WORK ORDER A:
According to the depreciation excerpt below, on what must the calculation of depreciation be based?
WORK ORDER B:
Check each statement against the depreciation excerpt below and mark it yes or no, quoting the words that decide it. (i) For an asset donated by a third party, its fair market value at the time of donation counts as the acquisition cost. (ii) A donated asset may be both depreciated and claimed as matching. (iii) The cost of land is included in the calculation of depreciation.
WORK ORDER C:
Retype everything in the depreciation excerpt below, from "Depreciation is the" down to "the following rules.".
DOCUMENT EXTRACT START
Depreciation is the method for allocating the cost of fixed assets to periods benefitting from asset use. The CFSA or WIA area may be reimbursed for the use of its buildings, capital improvements, equipment, and software projects capitalized in accordance with generally accepted accounting principles (GAAP) provided they are used for allowable activities and properly allocated to the proper federal awards according to the ODJFS cost allocation plan (CAP) and federal cost principles established in 2 CFR 200. Actual reimbursement costs must be determined by calculating depreciation by applying the following rules.
(1)The calculation of depreciation must be based on the acquisition cost of the assets involved. Acquisition cost means the cost of the asset including the cost to ready the asset for its intended use. For an asset donated to the CFSA or WIA area by a third party, its fair market value at the time of the donation must be considered as the acquisition cost. Such assets may be depreciated or claimed as matching, where allowable, but not both. The calculation of depreciation shall exclude:
(a)The cost of land;
(b)Any portion of the cost of buildings and equipment borne or donated by the federal government irrespective of where the title was originally vested or where it is presently located;
(c)Any portion of the cost of buildings and equipment contributed by or for the CFSA or WIA area or where law or agreement prohibits recovery; and
(d)Any asset acquired solely for the performance of a non-federal award.
DOCUMENT EXTRACT END
RECORDED INFORMATION START
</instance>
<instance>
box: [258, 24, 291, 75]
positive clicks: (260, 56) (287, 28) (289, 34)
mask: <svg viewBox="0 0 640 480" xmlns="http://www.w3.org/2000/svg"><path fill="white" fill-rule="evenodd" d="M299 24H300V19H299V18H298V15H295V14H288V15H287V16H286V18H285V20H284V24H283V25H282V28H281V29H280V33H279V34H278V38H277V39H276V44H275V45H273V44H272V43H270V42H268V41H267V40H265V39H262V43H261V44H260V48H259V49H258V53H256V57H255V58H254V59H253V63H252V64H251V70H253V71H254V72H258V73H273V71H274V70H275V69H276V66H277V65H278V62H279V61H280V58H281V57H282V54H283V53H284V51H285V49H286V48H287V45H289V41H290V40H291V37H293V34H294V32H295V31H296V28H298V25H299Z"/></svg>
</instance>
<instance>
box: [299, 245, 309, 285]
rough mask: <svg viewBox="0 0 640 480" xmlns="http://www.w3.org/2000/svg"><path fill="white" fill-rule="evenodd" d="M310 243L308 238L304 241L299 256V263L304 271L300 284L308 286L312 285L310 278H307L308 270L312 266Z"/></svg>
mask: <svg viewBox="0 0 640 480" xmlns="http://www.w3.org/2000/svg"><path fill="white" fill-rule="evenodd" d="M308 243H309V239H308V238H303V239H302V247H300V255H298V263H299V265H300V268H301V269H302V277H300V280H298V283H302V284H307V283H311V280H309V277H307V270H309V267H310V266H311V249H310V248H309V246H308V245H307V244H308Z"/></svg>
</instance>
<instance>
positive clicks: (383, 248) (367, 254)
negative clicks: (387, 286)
RECORDED INFORMATION END
WRITTEN RESPONSE A:
The acquisition cost of the assets involved.

WRITTEN RESPONSE B:
(i) Yes: "its fair market value at the time of the donation must be considered as the acquisition cost"
(ii) No: "Such assets may be depreciated or claimed as matching, where allowable, but not both."
(iii) No: "The calculation of depreciation shall exclude:" and "(a)The cost of land;"

WRITTEN RESPONSE C:
Depreciation is the method for allocating the cost of fixed assets to periods benefitting from asset use. The CFSA or WIA area may be reimbursed for the use of its buildings, capital improvements, equipment, and software projects capitalized in accordance with generally accepted accounting principles (GAAP) provided they are used for allowable activities and properly allocated to the proper federal awards according to the ODJFS cost allocation plan (CAP) and federal cost principles established in 2 CFR 200. Actual reimbursement costs must be determined by calculating depreciation by applying the following rules.